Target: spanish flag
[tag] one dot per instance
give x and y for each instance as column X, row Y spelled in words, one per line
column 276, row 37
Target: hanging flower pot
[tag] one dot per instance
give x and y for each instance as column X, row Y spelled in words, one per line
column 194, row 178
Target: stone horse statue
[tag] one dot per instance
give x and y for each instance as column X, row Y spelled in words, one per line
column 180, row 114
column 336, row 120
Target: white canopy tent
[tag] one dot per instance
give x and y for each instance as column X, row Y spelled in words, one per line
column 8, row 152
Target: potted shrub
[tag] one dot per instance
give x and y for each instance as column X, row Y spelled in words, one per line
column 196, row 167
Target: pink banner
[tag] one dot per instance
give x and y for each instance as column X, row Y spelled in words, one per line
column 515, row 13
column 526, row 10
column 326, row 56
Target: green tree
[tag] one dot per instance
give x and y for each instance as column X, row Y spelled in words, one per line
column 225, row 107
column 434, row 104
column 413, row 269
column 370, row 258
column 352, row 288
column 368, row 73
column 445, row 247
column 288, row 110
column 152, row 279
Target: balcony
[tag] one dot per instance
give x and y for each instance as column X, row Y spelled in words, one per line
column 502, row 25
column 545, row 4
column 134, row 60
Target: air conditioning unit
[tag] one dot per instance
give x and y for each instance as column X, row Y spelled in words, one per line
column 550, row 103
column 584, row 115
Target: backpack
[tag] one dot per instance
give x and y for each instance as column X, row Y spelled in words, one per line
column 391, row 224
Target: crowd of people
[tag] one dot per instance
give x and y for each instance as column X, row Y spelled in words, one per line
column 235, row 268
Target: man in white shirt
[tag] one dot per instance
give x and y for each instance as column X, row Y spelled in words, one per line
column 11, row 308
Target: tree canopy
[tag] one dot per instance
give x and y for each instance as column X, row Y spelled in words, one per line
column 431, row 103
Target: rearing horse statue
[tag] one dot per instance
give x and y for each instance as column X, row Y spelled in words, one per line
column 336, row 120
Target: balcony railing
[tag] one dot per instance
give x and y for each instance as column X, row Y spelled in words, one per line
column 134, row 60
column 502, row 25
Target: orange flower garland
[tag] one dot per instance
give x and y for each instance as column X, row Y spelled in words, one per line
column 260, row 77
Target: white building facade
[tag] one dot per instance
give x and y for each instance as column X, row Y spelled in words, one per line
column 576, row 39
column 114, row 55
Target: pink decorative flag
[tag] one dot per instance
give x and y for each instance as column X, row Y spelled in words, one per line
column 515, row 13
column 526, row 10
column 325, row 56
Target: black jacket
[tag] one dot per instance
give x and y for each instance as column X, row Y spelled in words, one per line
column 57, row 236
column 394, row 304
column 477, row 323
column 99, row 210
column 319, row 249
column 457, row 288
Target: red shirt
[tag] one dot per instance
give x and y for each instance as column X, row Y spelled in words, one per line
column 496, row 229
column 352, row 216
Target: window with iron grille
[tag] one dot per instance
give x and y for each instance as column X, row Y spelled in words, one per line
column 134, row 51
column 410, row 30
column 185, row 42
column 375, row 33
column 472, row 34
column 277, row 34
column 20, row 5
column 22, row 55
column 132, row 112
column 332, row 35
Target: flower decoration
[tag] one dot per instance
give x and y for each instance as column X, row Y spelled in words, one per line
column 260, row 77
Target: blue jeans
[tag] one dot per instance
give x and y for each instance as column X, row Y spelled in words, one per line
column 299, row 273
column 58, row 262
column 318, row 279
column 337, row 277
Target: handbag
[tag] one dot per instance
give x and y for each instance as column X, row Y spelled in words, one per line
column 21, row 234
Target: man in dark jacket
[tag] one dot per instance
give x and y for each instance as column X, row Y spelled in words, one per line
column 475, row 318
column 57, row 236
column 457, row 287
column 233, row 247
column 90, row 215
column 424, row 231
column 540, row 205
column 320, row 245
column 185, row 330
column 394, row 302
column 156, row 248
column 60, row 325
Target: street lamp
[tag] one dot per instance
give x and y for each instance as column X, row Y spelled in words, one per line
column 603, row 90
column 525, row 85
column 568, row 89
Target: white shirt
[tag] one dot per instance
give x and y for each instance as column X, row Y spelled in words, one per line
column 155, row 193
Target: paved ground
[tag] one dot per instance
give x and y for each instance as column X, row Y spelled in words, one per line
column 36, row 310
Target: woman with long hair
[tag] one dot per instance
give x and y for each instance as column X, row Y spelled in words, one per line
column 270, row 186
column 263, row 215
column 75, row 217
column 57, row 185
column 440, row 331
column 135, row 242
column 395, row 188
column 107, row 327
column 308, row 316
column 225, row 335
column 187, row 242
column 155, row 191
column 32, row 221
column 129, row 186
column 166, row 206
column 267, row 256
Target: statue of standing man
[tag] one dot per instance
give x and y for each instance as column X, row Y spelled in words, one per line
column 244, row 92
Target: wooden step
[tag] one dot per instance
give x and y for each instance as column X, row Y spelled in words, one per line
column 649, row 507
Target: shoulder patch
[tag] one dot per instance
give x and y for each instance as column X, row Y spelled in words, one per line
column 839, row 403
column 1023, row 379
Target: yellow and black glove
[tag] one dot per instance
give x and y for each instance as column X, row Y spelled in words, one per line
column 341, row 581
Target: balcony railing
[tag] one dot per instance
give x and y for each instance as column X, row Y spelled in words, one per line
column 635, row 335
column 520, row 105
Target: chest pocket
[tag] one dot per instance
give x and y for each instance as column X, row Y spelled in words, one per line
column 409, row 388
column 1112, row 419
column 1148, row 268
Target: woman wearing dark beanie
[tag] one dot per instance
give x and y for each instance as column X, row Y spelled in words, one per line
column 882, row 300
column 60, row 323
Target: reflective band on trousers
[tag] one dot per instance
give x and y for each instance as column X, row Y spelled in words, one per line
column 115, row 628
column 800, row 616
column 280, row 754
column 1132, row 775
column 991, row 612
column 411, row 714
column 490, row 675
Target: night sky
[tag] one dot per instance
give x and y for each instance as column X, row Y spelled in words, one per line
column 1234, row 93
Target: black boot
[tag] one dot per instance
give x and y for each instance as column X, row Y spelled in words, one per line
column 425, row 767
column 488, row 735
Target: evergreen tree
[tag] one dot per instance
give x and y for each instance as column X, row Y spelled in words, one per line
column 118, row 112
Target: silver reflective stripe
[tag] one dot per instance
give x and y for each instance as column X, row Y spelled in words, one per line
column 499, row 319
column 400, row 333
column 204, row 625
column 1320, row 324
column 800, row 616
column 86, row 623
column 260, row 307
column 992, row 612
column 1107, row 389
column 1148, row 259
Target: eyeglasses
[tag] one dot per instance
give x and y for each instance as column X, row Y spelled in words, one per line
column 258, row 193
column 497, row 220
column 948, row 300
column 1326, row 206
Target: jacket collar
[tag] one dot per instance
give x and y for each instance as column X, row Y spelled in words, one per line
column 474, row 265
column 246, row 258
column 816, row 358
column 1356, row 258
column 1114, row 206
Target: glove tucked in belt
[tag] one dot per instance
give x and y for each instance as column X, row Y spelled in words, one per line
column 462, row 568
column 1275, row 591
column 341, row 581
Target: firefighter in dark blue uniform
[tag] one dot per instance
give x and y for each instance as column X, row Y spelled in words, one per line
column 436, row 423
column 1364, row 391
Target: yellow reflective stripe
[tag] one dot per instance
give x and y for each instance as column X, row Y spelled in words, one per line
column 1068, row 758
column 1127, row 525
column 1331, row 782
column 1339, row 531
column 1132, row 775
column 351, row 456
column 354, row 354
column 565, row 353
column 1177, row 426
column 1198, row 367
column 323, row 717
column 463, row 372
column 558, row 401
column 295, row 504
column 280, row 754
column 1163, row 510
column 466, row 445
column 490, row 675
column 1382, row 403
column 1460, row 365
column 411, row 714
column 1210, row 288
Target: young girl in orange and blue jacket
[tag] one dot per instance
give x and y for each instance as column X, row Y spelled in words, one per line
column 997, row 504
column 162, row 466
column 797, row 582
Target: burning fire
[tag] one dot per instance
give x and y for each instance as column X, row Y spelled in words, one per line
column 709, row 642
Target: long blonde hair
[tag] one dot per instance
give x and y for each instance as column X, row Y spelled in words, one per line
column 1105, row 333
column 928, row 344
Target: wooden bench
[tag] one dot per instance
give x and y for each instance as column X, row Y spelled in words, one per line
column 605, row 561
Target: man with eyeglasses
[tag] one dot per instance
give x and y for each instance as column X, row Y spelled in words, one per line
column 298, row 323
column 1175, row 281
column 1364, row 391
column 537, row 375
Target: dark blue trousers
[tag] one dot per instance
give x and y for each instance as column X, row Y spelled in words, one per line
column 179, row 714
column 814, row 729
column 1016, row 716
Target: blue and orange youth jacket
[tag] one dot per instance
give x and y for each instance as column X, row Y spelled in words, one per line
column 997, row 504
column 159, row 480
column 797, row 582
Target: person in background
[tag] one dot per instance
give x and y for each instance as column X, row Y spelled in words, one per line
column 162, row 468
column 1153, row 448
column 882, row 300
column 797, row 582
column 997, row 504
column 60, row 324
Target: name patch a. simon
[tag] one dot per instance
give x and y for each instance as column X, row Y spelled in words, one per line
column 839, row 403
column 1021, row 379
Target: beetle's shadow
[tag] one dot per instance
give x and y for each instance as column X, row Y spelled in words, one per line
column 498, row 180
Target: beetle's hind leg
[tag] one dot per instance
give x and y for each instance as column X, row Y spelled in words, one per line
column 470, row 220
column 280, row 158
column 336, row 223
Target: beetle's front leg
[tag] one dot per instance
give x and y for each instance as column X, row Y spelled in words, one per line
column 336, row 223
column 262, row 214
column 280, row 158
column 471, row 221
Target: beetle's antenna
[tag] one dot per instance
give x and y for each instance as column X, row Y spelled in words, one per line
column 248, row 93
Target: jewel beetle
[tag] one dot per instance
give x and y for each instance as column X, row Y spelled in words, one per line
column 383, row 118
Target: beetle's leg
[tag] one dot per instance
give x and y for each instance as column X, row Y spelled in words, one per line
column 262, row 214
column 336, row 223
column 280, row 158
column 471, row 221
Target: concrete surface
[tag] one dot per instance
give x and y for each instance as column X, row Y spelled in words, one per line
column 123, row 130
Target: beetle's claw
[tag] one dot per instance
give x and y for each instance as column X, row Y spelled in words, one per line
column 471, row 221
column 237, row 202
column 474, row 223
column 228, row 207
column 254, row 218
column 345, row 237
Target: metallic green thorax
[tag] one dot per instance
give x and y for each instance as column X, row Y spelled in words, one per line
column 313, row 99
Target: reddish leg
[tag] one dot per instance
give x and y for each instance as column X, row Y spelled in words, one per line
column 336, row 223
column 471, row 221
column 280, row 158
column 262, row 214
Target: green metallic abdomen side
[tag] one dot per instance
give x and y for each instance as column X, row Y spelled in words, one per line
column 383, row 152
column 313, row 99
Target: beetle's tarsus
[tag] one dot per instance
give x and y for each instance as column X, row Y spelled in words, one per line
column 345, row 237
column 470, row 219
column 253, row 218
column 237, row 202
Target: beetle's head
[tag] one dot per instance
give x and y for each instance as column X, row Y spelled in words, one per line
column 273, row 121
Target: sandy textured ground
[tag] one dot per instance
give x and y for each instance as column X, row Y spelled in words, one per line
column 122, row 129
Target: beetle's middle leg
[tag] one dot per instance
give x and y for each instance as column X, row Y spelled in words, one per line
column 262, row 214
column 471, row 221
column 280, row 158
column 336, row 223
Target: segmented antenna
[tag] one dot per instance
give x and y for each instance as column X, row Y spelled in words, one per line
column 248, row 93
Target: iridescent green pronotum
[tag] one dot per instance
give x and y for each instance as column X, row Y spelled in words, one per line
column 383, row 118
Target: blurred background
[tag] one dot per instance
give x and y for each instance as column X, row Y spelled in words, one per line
######
§ **THE EXERCISE**
Reproduce verbatim the lines from the one containing "Target: blue jeans" through the one containing "column 60, row 325", inclusive.

§ **IN RESPONSE**
Target: blue jeans
[tag] one dot per instance
give x and y for each instance as column X, row Y spelled in words, one per line
column 299, row 273
column 58, row 262
column 318, row 279
column 337, row 277
Target: handbag
[tag] one dot per instance
give x and y for each instance as column X, row Y spelled in words, one per line
column 21, row 234
Target: man in dark jacket
[tag] one dot per instance
give x and y for each instance as column X, row Y spelled in words, one per line
column 475, row 318
column 57, row 236
column 457, row 287
column 233, row 247
column 90, row 215
column 424, row 231
column 540, row 205
column 320, row 245
column 185, row 330
column 394, row 302
column 156, row 248
column 60, row 325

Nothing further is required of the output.